Premier members have a 3.6 times higher lifetime value than non-members. They visit more and we see a lift in spend across all categories translating into higher Petco margin dollars versus non-members with recently acquired members spending more than prior cohorts. Finally, before I close, let me turn to Petco Love. In the fourth quarter alone, together we saved over 97,000 pet lives and have now reunited over 17,000 pets to-date through Petco Love Lost. And in partnership with Merck, Petco Love delivered 172,000 free vaccines in the quarter, making great progress against our second million free vaccine commitment saving pets from preventable deadly diseases. All incredible examples of how we deliver against our mission of purpose-driven performance.

And we’re grateful to Blue Buffalo for their financial support to the Yummy Memorial Cancer Fund, a program geared to my heart, providing financial assistance to our Petco partners for pet cancer treatment. Personally, I’d also like to thank the teams at Petco Love and priceless pets rescue in Southern California for helping me find the newest member of the Coghlan family, our sweet new chocolate lab, Yogi, which having a father who is lifelong net span required some research to confirm Yogi Berra spent almost 10-years with the meds, a few days as a player and the remainder as a coach. Yogi is fitting into his new role as Chief Dog Officer well, pony his skills with Dog Trainer Zooey at our Delmar location and keeping up to-date are all as vaccinations with Dr. Rice at our Vetco Hospital in Encinitas.

To conclude, I’m energized about the strength of the pet category and our differentiated strategy. To be sure, there is still significant progress to be made, but we’re executing well in the current environment and our strategy for long-term growth is unique and working. The pet category remains vibrant and we continue to have one of the best teams in retail whose dedication is delivering day in and day out. With that, let me hand it over to Brian.

Brian LaRose: Thanks Ron and good morning, everyone. Building on Ron’s remarks, we delivered against our strategic objectives throughout a challenging macroeconomic background and I too want to extend my thanks to the 1,000s of Petco partners across our pet care centers, distribution centers and support centers for their dedication to delivering the very best for pets. Looking at the quarter, net revenue was $1.6 billion, an increase of 4% year-over-year. Total revenue of $6 billion for the full-year was also up 4% year-over-year and our cash flow came in significantly above our expectations, allowing us to take further actions to reduce principal on our debt, which I’ll elaborate on more. In the fourth quarter, comparable sales driven by sustained strength and average basket trends grew 5% year-over-year and 19% on a two-year stack.
= = =
**Brief 1**
Can you summarize the Petco earnings call remarks in two sentences?
**Brief 2**
In the Petco earnings call remarks, how many pets have been reunited to date through Petco Love Lost?
**Brief 3**
Extend the Petco earnings call remarks, picking up after their last sentence.
You won't need the collected data entries for any of this.

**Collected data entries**
= = =
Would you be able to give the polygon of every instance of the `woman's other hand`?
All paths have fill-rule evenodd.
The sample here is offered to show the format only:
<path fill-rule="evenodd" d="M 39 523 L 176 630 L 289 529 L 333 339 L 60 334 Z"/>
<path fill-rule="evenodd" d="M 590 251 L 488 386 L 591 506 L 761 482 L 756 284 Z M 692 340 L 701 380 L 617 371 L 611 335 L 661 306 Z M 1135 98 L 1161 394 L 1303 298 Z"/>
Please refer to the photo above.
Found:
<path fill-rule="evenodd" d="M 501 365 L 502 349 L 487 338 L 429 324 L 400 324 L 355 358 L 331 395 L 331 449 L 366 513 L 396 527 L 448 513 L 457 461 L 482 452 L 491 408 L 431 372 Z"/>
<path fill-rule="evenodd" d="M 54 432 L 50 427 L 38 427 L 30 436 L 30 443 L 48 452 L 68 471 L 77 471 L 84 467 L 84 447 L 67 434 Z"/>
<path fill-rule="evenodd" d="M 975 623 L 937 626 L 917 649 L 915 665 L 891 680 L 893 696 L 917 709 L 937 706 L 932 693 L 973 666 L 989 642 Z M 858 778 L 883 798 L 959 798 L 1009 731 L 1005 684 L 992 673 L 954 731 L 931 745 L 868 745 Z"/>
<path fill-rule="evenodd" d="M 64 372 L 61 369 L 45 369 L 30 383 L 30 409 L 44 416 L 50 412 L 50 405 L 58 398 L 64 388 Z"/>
= = =
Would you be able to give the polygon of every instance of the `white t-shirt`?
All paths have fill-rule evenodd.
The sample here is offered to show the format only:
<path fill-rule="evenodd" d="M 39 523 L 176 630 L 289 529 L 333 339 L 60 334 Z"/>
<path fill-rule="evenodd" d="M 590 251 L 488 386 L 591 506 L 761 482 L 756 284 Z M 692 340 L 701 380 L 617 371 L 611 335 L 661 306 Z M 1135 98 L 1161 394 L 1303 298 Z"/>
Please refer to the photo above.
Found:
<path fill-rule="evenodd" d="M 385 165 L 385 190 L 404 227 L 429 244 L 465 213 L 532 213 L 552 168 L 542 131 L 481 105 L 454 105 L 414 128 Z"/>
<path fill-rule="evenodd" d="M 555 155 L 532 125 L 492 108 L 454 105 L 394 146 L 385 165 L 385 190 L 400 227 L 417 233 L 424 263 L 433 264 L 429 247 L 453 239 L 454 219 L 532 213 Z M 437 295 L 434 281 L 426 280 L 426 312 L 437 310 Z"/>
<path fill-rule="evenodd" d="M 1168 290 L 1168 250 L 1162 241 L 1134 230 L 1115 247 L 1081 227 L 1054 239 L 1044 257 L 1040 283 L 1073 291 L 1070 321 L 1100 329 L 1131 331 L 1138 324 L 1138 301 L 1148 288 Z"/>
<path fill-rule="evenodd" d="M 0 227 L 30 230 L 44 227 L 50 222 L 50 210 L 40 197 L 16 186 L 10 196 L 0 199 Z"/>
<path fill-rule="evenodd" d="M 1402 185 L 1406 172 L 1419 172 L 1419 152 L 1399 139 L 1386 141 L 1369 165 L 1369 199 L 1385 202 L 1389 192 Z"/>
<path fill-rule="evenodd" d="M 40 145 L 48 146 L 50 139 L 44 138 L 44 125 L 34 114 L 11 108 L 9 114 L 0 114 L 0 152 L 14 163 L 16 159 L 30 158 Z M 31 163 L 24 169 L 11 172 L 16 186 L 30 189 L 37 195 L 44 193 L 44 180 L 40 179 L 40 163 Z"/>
= = =
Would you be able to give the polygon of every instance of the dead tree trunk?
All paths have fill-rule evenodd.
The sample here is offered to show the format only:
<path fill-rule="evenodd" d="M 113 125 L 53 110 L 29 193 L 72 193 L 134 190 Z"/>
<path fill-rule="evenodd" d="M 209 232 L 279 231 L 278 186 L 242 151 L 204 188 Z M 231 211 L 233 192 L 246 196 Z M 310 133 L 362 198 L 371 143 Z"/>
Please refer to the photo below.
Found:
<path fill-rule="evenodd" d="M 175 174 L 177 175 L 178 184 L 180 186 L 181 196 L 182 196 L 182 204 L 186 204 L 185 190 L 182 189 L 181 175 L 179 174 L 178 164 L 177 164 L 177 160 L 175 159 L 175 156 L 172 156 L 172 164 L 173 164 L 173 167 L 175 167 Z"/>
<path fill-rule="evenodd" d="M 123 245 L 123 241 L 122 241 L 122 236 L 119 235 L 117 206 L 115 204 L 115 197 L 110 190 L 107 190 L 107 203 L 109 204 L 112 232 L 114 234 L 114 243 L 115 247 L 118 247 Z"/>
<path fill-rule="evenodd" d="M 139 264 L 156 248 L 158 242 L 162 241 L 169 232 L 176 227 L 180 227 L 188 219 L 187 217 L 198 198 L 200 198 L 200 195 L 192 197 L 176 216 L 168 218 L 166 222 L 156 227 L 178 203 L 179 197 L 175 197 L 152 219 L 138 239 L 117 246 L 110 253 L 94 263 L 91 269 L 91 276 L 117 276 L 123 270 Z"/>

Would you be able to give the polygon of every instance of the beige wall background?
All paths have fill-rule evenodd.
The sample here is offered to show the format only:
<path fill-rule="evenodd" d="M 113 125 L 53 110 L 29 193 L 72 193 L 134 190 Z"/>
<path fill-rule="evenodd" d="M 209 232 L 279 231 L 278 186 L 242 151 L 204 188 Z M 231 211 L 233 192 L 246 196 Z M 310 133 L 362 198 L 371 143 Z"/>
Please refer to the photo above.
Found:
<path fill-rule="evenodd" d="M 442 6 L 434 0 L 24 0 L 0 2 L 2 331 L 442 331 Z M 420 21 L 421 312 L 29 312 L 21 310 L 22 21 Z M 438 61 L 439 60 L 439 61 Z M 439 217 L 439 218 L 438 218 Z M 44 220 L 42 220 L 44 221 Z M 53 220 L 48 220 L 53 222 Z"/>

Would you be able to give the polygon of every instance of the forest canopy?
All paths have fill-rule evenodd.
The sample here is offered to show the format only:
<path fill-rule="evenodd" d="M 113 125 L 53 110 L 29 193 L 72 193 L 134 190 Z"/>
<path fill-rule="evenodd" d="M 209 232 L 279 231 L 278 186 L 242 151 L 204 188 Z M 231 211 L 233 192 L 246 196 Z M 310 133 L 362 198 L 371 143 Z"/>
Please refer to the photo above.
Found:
= = =
**Task result 1**
Premier members have a lifetime value 3.6 times that of non-members, and in the fourth quarter Petco Love saved over 97,000 pet lives and, with Merck, delivered 172,000 free vaccines. Brian LaRose reported fourth-quarter net revenue of $1.6 billion and full-year revenue of $6 billion, each up 4% year-over-year, with fourth-quarter comparable sales up 5%.

**Task result 2**
Over 17,000 pets.

**Task result 3**
For the full-year, comparable sales also grew 5% and 24% on a two-year stack. For the quarter, total services grew 14% year-over-year translating to 15% for the full-year, driven by strength in vet and grooming and further enhancements in our booking systems. In merchandise, strength and consumables, which grew 12% in the quarter year-over-year and 13% for the full-year, continued to offset the anticipated transitory impact of discretionary purchasing in supplies and companion animals, which were down 9% for the full-year. And as Ron said, we did see a 100 basis point improvement in Q4. Our digital business also showed strength with double-digit sales growth in both the fourth quarter and the full-year and expanded gross margin in the fourth quarter, buoyed by strength in our digital pharmacy and repeat customers and the continued growth of our rapidly scaling ad network.

Moving down the P&L, gross profit was down 1% in the fourth quarter at $627 million and flat for the full-year at $2.4 billion. Q4 gross margin of 39.8% was 220 basis points year-over-year and gross margin for the full-year of 40.2% was down 160 basis points. The decline for both the fourth quarter and the full-year was driven primarily by the mix impact of consumable strength and transitory supplies pressure combined with elevated supply chain and associated capitalized rate costs, which as for many, brought headwinds on a year-over-year basis. Our team has worked tirelessly to improve operating leverage by focusing on strategic cost initiatives and have picked up momentum throughout the year. As a result, I’m pleased to report that in the fourth quarter, SG&A as a percentage of revenue improved from 36.5% to 34.8% year-over-year, down 170 basis points.

For the full-year, SG&A as a percentage of revenue was 36.5%, down 70 basis points. On an absolute basis, fourth quarter SG&A expense was $550 million, down $3 million from prior year, inclusive of continued investment in our pet care center partners. Demonstrating our cost discipline in a balanced approach to managing the short-term, while making strategic long-term investments. For the full-year, SG&A was $2.2 billion, up 2% from 2021. Q4 adjusted EBITDA was $170 million, down 1% from prior year with an adjusted EBITDA margin rate of 10.8%, compared to 11.4% in the prior year. For the full-year, adjusted EBITDA of $582 million, was down 1.5% with an adjusted EBITDA margin rate of 9.6%, compared to 10.2% in the prior year. Q4 adjusted EPS was $0.23, a decrease of $0.05 from the prior year based on $266 million weighted average fully diluted shares and a normalized effective tax rate of 26%.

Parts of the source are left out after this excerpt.